From the line that includes "Please spot the train window" down to the final line of the data below, copy every line exactly and leave the rest out.

--------------------------------------------------

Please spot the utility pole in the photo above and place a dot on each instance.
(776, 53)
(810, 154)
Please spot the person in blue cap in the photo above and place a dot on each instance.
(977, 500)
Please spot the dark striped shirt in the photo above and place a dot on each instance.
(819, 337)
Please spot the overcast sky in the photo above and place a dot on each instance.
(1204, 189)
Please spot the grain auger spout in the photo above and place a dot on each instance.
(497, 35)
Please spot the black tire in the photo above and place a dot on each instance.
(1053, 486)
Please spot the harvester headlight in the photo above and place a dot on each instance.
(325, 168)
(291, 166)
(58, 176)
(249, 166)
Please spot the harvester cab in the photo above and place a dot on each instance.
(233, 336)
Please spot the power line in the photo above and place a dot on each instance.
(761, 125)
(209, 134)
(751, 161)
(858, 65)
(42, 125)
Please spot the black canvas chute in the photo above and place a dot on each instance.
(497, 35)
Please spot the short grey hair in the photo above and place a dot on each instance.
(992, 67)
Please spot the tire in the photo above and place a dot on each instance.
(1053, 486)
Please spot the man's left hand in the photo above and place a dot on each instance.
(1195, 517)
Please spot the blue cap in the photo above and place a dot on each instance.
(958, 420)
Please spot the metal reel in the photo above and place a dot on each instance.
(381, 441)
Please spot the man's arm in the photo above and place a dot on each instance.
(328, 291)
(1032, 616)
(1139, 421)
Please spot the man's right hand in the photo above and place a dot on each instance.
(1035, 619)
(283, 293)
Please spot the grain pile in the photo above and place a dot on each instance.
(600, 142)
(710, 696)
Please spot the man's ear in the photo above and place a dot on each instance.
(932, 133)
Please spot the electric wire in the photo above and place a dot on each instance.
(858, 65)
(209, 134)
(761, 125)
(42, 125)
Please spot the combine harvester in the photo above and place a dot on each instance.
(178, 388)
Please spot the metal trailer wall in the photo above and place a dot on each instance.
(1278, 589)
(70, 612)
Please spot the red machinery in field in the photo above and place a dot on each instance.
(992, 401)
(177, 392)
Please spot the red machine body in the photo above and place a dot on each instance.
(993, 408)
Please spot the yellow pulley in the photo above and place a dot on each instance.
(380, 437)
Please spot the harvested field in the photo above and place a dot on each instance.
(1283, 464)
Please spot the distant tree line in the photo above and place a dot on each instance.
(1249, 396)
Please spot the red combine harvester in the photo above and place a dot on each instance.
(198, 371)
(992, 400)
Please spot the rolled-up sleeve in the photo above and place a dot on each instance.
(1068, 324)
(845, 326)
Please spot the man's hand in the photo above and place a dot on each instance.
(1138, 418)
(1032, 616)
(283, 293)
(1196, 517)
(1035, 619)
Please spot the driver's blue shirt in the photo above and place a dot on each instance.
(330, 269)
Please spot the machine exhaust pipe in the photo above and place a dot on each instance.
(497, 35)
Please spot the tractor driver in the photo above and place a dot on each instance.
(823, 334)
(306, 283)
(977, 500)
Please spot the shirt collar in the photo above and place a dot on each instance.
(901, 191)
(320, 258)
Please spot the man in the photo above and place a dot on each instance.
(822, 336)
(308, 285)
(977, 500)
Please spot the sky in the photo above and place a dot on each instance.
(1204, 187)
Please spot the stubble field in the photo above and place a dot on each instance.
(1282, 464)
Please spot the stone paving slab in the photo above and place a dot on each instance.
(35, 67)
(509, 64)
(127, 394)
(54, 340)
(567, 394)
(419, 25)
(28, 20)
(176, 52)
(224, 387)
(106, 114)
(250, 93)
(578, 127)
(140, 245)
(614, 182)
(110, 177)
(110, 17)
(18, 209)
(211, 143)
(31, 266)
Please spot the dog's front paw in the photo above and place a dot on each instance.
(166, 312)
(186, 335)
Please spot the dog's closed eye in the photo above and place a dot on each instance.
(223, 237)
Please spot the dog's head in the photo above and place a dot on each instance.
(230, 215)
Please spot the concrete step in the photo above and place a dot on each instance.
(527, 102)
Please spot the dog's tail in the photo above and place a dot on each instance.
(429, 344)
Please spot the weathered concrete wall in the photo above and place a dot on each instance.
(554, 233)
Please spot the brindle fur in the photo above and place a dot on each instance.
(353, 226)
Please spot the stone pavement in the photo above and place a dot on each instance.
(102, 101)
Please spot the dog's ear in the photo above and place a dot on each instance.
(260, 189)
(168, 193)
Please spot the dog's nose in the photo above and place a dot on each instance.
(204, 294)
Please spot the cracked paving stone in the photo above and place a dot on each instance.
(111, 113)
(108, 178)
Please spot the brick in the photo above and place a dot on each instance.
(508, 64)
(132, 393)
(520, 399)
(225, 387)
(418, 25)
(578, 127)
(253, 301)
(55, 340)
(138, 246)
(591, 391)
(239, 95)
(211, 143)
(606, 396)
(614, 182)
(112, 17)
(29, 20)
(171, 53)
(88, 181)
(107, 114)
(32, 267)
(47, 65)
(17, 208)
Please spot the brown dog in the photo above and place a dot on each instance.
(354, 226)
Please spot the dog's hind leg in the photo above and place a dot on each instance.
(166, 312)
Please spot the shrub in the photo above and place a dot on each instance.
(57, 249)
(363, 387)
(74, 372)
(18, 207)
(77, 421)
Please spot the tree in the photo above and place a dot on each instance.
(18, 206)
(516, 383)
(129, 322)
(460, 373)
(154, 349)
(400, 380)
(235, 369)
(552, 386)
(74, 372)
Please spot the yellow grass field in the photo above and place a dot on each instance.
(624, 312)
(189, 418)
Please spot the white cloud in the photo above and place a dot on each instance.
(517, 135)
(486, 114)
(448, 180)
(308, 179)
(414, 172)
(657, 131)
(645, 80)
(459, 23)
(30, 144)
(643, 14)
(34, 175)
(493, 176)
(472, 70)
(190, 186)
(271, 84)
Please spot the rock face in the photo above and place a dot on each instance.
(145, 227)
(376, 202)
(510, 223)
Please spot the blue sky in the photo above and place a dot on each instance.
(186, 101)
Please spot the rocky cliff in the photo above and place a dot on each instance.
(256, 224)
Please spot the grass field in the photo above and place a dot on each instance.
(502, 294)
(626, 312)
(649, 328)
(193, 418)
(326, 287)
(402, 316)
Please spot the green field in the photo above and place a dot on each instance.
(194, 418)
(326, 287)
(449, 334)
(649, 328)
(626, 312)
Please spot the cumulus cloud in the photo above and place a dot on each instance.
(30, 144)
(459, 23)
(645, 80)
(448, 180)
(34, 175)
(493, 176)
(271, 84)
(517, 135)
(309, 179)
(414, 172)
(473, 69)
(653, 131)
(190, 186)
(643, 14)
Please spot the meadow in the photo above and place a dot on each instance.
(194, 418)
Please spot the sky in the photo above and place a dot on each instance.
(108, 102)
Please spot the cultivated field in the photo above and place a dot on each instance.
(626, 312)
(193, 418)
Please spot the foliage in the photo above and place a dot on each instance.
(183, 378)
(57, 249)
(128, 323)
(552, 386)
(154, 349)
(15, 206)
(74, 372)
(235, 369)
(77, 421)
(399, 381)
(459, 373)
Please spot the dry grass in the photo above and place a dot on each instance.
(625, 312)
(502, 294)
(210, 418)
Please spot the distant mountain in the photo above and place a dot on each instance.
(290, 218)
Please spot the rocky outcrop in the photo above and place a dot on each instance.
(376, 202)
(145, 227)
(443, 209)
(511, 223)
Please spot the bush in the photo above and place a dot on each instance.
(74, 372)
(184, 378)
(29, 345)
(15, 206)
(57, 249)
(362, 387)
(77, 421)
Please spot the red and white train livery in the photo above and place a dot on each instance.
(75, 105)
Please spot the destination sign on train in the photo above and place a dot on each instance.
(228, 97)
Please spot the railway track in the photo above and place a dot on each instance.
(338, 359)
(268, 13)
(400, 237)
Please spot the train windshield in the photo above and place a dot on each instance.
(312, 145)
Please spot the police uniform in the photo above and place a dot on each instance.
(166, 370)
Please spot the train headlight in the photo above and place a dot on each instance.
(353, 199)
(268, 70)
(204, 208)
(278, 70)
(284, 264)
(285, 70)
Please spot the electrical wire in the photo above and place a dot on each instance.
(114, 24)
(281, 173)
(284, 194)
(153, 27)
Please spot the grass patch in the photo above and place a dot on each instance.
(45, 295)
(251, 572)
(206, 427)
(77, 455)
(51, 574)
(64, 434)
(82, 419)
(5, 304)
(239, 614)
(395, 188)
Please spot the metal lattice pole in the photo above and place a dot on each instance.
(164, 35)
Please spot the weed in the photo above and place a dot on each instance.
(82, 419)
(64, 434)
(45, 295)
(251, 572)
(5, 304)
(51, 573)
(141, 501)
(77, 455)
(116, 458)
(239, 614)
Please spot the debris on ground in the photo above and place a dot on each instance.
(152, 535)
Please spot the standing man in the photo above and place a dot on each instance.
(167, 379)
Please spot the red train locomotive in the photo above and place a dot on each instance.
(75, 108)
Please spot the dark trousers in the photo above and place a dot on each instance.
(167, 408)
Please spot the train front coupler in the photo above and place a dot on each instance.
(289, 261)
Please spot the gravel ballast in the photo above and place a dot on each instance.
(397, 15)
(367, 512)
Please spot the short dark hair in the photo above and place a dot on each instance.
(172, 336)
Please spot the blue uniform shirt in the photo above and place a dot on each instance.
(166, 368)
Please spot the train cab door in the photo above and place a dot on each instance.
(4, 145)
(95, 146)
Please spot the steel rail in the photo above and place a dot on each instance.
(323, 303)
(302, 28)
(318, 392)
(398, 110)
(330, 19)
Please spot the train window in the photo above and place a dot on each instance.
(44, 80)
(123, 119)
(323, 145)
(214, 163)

--------------------------------------------------

SOLUTION FOR THIS PROBLEM:
Please spot the train window in the photo above and place a dot on each instance.
(44, 80)
(123, 119)
(323, 145)
(214, 163)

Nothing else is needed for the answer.